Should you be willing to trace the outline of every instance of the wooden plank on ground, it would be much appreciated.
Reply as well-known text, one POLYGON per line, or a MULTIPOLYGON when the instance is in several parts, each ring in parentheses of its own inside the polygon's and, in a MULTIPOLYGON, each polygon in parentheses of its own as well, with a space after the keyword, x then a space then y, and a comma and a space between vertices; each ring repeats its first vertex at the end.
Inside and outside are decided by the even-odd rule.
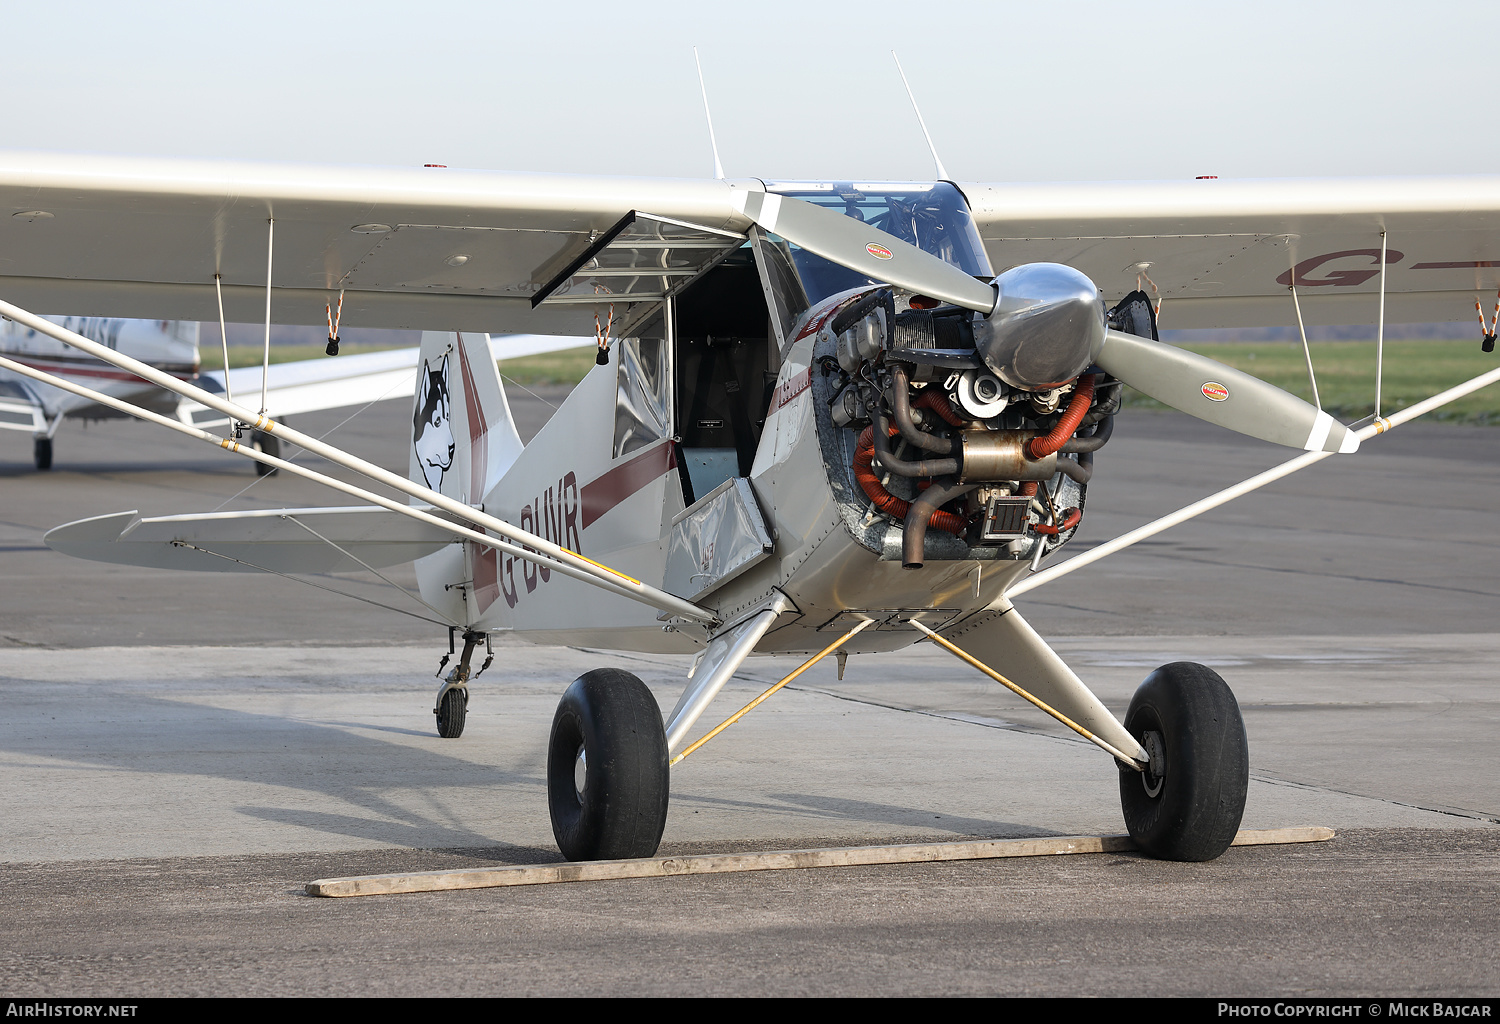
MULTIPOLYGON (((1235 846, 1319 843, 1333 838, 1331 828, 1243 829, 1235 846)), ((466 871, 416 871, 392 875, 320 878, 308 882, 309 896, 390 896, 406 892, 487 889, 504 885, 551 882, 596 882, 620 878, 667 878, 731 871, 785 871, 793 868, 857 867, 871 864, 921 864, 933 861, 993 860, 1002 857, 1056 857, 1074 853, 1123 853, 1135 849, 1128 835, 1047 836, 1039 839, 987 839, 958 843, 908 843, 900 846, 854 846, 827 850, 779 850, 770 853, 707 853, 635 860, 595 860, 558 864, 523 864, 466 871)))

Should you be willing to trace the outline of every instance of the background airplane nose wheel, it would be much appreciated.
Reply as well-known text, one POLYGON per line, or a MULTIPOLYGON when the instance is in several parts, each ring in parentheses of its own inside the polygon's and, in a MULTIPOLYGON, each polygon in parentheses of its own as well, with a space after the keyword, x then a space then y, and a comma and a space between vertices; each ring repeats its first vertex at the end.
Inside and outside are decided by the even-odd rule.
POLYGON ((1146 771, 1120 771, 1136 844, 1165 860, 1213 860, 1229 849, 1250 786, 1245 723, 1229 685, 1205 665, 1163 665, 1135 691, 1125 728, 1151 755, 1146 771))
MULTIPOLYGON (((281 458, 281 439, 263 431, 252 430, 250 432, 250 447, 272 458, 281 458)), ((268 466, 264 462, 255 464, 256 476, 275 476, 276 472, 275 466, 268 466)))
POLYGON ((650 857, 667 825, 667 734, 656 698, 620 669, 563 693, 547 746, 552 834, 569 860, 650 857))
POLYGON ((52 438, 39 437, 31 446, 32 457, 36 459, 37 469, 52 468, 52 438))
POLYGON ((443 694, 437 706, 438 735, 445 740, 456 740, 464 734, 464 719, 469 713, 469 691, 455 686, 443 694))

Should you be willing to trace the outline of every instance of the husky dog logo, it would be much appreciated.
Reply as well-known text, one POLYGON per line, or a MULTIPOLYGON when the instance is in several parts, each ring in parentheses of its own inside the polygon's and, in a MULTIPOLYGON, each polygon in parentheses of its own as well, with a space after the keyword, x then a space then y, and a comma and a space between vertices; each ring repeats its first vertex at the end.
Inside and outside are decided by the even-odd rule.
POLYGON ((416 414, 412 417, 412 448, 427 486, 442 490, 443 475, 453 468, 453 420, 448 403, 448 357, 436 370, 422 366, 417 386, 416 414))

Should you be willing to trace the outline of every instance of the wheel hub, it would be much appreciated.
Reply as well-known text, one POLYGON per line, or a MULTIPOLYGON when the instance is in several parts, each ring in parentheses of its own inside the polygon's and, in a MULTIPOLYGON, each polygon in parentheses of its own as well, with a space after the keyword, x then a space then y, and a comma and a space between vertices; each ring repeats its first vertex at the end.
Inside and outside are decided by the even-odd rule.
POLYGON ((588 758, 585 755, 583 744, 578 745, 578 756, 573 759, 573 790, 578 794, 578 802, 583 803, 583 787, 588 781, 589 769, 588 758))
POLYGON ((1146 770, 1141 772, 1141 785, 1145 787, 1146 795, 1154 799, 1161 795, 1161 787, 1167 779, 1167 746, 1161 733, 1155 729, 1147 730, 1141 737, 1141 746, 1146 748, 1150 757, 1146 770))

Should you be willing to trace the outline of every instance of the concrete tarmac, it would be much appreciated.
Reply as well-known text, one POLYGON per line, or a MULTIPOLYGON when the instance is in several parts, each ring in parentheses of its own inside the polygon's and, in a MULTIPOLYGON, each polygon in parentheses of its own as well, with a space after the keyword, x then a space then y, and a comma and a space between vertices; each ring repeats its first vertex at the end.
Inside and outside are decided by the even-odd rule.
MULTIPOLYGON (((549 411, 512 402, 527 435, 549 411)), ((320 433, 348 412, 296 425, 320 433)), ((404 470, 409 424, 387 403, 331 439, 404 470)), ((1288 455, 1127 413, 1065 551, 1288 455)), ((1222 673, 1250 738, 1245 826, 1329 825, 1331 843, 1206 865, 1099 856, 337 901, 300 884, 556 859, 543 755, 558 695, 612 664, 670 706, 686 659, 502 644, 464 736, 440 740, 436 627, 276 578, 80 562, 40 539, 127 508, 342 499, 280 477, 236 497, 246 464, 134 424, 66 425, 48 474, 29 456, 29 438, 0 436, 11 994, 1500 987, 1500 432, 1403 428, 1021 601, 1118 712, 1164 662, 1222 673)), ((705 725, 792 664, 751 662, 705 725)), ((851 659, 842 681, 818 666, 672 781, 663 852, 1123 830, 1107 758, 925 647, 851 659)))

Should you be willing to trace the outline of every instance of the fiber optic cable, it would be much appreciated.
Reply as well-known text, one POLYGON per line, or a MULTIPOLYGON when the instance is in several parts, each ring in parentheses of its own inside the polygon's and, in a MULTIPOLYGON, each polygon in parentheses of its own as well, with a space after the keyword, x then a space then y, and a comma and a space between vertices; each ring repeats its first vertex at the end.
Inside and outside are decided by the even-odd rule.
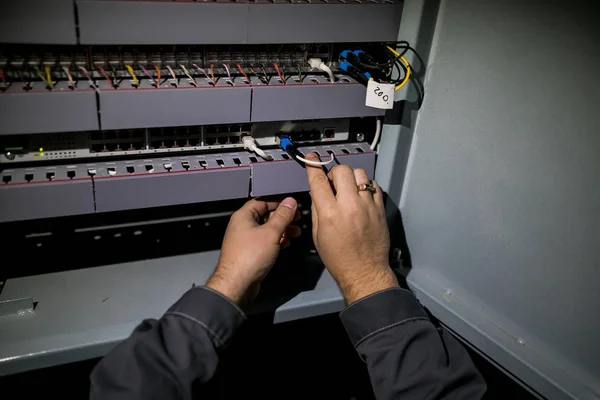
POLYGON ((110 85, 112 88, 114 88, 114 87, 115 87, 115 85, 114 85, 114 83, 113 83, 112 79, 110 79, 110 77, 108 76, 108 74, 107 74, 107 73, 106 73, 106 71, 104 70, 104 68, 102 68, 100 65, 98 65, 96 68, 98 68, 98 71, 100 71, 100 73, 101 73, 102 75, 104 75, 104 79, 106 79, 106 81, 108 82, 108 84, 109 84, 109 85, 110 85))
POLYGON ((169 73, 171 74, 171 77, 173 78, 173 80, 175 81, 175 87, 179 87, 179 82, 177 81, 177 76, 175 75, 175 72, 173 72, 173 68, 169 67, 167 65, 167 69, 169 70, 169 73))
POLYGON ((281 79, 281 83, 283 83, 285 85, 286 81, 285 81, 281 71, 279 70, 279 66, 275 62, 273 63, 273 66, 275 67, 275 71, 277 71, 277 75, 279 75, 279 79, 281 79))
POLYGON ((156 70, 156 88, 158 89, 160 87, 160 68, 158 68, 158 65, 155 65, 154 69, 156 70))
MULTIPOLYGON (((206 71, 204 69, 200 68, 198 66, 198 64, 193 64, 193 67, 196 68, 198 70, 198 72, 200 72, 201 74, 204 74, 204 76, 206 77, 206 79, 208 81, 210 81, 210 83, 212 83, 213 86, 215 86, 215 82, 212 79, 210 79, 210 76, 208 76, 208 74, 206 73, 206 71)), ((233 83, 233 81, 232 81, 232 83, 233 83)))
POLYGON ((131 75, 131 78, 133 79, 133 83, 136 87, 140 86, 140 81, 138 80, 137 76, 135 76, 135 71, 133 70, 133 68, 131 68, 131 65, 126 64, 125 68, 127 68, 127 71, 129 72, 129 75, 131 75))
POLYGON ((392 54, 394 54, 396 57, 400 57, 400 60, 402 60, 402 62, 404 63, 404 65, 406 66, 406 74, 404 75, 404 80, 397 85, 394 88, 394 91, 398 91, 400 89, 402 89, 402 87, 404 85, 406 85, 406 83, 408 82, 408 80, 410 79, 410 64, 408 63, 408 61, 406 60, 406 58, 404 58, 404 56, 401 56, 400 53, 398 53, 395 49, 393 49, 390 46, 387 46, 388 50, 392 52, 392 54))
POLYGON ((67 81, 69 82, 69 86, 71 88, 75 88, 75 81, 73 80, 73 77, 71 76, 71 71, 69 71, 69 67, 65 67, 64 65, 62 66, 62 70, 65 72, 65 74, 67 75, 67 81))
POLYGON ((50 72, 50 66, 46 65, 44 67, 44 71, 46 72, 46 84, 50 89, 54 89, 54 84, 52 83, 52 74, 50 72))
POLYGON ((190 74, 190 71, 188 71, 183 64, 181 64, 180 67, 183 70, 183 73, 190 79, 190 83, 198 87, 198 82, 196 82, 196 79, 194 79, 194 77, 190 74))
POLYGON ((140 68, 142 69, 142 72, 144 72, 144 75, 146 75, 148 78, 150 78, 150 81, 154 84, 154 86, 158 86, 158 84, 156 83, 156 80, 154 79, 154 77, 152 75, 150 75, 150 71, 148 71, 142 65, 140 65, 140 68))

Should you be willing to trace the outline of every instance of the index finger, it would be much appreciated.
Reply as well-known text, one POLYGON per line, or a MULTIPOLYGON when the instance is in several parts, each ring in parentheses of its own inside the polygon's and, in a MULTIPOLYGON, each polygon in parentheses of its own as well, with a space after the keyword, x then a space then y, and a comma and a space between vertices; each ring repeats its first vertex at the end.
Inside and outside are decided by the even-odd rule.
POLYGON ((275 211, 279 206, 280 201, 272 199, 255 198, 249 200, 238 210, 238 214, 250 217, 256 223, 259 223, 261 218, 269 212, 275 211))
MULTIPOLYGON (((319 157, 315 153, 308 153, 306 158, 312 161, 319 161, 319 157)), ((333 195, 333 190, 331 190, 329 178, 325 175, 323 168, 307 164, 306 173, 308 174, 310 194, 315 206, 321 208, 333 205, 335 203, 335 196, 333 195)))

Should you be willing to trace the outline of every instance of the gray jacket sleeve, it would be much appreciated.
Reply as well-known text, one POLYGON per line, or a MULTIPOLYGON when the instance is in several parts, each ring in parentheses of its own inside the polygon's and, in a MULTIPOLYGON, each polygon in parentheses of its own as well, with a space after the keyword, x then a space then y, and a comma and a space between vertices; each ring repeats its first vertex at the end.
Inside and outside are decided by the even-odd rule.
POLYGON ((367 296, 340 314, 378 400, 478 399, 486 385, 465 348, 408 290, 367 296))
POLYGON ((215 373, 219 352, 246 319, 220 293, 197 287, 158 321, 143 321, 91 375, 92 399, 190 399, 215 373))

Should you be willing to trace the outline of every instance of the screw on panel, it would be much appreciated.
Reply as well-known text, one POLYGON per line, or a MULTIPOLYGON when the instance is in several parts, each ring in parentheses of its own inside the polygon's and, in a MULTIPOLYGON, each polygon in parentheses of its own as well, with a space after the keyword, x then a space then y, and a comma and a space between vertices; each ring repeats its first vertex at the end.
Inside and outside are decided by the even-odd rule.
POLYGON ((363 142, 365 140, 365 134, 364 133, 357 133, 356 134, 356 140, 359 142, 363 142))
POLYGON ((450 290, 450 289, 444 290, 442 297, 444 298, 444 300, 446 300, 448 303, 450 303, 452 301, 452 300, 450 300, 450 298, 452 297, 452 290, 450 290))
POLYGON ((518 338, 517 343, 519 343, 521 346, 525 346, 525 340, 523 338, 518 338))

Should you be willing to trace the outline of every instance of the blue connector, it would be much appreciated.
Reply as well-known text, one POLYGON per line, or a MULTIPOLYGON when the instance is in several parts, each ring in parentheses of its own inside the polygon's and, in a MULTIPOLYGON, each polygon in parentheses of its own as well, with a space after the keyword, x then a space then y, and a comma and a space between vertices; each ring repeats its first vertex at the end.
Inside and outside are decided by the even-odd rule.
===
What this task involves
The lines you need are those with the word "wheel"; list them from the entries.

Answer box
Should you be willing to trace the outline of every instance of the background airplane nose wheel, it would be much appreciated.
Should you be willing to trace the outline of every instance of the wheel hub, it would be much appreciated.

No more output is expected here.